» PASSAGE GIVEN:
☆ ☆ ☆ ☆ ☆ ☆ ☆

Friendship arises out of mere companionship when two or more of the companions discover that they have in common some insight or interest or even taste which the others do not share and which, till that moment, each believed to be his own unique treasure (or burden). The typical expression of opening Friendship would be something like, “What? You too? I thought I was the only one.”{21}

Perhaps herein lies the greatest appeal of MySpace—shared interests. This is not lost on teenagers.

In balance, as one participant in a CNN.com forum wrote, “True friends . . . need to learn when to stop blogging and go across campus to help a friend.”{22}

C. S. Lewis also wrote, “Eros will have naked bodies; friendship naked personalities.”{23} The scantily clad girls parading on certain pages at MySpace
reflect our culture. Sex is confused with intimacy nowadays; psychological nudity on the Internet is not so different.

Billed as a place to make friends and connect in community, MySpace, Facebook, Xanga and the like may be having the opposite effect, according to one study at San Diego State. It uncovered “an attitude of ‘It’s all about me’” prevailing among college students, the Chicago Tribune reported, and “blogging and social networking are ‘playing a big role’ in this.”{24}

Nonsense, says tech educator Andy Carvin. Social networking largely entails “communities where people reinforce interpersonal relationships through sharing and creating content. . . . [They] want to be a part of something bigger than themselves.”{25}

Social sites should reflect and enhance relationships, not define them. Challenge the presumption of instant-friendship-by-mouseclick with your kids as necessary. Guard against not only physical but “psychological nudity.”

☆ ☆ ☆ ☆ ☆ ☆ ☆

» WHAT IS ASKED:
a: Using the passage on friendship and social networking, decide whether each statement agrees with it: (i) the Chicago Tribune reported the San Diego State study; (ii) Andy Carvin accepts the study's finding; (iii) Facebook and Xanga are named alongside MySpace. For each, answer yes or no and quote the words that settle it.
b: Rewrite the part of the passage on friendship and social networking starting with "Friendship arises out" and going on through "lost on teenagers.", changing "teenagers" to "adolescents".
The material after this point comes from a separate source.

» INFORMATION PROVIDED:
☆ ☆ ☆ ☆ ☆ ☆ ☆

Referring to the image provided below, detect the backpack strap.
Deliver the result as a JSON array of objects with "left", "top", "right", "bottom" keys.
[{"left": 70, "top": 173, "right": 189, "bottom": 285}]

☆ ☆ ☆ ☆ ☆ ☆ ☆

» EXPECTED RESULTS:
a:
(i) Yes: "the Chicago Tribune reported"
(ii) No: "Nonsense, says tech educator Andy Carvin."
(iii) Yes: "MySpace, Facebook, Xanga and the like"

b:
Friendship arises out of mere companionship when two or more of the companions discover that they have in common some insight or interest or even taste which the others do not share and which, till that moment, each believed to be his own unique treasure (or burden). The typical expression of opening Friendship would be something like, “What? You too? I thought I was the only one.”{21}

Perhaps herein lies the greatest appeal of MySpace—shared interests. This is not lost on adolescents.